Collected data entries

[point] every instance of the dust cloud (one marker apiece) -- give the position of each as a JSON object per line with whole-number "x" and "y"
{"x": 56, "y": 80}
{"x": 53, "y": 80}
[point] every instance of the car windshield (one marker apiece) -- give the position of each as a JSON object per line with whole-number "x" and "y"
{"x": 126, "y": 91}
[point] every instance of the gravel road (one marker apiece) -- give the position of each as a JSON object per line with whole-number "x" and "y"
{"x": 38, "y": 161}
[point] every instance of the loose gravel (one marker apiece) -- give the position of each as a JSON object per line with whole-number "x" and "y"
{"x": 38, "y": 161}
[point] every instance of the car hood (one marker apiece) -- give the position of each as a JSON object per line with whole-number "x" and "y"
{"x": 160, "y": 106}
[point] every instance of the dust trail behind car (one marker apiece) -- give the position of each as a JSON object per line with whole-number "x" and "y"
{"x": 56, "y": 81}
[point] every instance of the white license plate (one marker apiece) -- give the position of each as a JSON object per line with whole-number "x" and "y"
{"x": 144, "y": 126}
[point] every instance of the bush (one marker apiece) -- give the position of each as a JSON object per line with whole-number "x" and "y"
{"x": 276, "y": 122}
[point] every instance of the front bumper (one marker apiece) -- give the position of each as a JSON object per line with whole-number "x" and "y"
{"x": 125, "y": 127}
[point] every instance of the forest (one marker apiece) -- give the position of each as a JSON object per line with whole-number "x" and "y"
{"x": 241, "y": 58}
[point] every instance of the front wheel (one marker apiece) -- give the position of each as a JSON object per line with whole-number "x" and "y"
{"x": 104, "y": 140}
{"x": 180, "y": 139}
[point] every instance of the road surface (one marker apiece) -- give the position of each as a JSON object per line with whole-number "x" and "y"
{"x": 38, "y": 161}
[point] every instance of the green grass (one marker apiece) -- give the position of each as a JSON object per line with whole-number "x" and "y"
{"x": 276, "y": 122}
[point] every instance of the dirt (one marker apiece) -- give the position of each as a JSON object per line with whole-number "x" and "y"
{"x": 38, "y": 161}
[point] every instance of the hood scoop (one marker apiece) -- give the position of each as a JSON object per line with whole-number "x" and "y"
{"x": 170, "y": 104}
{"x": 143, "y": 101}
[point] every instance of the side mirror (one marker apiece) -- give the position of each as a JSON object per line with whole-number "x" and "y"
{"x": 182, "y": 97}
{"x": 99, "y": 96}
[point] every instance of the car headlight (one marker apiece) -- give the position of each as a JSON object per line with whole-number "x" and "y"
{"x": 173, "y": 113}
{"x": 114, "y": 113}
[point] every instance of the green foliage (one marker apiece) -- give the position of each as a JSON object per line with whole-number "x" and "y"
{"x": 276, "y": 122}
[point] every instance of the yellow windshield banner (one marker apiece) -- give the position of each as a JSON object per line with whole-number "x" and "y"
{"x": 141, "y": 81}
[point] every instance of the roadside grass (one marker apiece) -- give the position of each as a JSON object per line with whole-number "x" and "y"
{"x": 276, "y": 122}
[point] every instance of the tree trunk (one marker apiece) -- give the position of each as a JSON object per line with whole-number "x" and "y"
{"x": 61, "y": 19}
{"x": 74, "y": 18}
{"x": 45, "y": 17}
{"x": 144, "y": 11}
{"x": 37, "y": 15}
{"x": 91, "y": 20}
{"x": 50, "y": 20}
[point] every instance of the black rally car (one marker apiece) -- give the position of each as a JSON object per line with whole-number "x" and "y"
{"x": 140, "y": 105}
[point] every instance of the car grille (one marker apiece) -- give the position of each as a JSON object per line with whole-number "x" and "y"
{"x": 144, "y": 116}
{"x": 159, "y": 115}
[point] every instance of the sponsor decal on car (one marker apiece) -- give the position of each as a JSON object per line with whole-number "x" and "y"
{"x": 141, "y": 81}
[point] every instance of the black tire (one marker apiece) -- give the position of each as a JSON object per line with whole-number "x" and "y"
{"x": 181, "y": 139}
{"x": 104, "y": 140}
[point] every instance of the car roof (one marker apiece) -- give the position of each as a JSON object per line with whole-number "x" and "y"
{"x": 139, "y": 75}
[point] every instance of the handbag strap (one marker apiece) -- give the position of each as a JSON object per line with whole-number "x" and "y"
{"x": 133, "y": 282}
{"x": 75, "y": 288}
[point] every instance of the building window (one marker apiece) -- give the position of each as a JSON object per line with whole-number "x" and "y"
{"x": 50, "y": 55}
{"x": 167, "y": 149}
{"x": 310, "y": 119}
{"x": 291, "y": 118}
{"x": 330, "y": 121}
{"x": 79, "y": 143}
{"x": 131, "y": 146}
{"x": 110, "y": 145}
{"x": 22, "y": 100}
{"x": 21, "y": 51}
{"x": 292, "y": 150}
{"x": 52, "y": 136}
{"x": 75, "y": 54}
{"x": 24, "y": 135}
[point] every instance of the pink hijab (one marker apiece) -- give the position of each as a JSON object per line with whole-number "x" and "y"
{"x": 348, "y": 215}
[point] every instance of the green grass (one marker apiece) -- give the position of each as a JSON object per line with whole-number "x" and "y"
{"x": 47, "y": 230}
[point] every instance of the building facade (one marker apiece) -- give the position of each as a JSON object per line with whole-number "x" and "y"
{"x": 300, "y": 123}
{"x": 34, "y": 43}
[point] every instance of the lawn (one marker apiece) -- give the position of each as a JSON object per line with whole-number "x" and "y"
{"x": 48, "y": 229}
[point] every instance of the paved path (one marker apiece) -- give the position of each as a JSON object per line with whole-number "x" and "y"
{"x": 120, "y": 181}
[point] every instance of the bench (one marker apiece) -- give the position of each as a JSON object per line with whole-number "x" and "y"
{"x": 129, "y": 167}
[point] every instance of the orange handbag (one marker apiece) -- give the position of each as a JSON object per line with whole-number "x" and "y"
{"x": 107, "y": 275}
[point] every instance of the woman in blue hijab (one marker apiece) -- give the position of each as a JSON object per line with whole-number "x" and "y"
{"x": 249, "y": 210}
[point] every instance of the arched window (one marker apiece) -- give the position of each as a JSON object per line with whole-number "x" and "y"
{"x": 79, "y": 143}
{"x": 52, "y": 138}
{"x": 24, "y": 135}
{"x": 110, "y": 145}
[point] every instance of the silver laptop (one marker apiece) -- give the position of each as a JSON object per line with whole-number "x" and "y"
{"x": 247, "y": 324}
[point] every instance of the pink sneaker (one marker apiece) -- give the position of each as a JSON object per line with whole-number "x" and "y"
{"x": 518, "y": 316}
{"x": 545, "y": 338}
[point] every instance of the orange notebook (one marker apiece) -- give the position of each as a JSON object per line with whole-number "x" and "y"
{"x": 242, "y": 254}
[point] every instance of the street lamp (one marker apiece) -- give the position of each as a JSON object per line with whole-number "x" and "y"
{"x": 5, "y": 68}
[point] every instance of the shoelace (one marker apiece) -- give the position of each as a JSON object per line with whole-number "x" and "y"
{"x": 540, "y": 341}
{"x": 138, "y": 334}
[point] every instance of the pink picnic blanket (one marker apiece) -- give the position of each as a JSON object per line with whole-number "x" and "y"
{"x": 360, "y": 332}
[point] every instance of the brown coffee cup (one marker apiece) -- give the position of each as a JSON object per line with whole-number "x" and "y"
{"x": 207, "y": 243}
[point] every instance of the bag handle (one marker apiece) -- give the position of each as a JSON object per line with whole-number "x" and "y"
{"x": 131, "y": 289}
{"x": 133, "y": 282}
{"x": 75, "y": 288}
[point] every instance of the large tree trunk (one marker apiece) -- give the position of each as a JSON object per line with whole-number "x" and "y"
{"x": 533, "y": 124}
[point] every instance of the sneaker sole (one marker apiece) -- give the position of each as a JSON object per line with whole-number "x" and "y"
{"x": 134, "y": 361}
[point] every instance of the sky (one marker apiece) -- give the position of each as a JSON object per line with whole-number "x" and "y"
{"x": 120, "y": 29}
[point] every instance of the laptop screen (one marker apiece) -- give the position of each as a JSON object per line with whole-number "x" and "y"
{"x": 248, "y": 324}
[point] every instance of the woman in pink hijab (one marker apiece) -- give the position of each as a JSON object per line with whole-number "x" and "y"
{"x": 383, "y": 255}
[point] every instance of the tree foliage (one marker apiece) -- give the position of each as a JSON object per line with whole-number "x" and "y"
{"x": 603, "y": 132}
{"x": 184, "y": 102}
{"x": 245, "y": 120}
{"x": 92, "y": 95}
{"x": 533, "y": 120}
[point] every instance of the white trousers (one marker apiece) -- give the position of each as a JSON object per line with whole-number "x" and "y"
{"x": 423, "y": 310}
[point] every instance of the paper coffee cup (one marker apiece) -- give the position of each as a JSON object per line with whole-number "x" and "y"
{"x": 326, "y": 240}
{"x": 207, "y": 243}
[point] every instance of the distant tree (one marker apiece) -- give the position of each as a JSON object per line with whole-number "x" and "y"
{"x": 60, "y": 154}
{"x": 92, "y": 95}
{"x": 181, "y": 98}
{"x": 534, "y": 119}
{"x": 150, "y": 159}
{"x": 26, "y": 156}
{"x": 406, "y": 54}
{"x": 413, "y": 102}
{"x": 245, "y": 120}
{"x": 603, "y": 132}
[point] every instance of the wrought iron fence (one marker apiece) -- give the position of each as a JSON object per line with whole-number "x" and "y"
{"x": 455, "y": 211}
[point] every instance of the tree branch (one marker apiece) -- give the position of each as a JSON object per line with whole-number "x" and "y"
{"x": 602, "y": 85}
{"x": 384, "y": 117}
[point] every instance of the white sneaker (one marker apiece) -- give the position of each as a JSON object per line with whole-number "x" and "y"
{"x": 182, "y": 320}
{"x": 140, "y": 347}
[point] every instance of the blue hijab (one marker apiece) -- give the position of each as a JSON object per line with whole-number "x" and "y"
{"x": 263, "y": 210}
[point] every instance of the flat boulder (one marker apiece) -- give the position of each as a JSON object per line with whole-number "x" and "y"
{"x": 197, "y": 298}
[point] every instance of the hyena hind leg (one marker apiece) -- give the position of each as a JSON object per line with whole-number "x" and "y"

- _DIRECTIVE_:
Please swap "flat boulder" for "large rock" in the entries from the line with "[point] every instance of the wrought" through the end of the entries, and give those lines again with everything else unchanged.

- _FINISHED EXERCISE_:
[point] every instance of the wrought iron fence (one marker apiece) -- give the position of each as a JSON object per line with whole-number "x" and "y"
{"x": 455, "y": 211}
[point] every instance of the tree branch (one marker apiece) -- give the position of each as a JSON object per line with whole-number "x" and "y"
{"x": 602, "y": 85}
{"x": 384, "y": 117}
[point] every instance of the white sneaker (one marker apiece) -- give the position of each as a JSON object per line with whole-number "x" and "y"
{"x": 182, "y": 320}
{"x": 140, "y": 347}
[point] every instance of the blue hijab (one marker apiece) -- give the position of each as a JSON object per line with whole-number "x" and "y"
{"x": 263, "y": 210}
[point] every instance of the large rock (one marker apiece) -- give the position of each as a JSON object per line with whole-number "x" and "y"
{"x": 197, "y": 298}
[point] every instance of the hyena hind leg (one marker apiece) -- give the position of each as a JSON object per line with whole-number "x" and "y"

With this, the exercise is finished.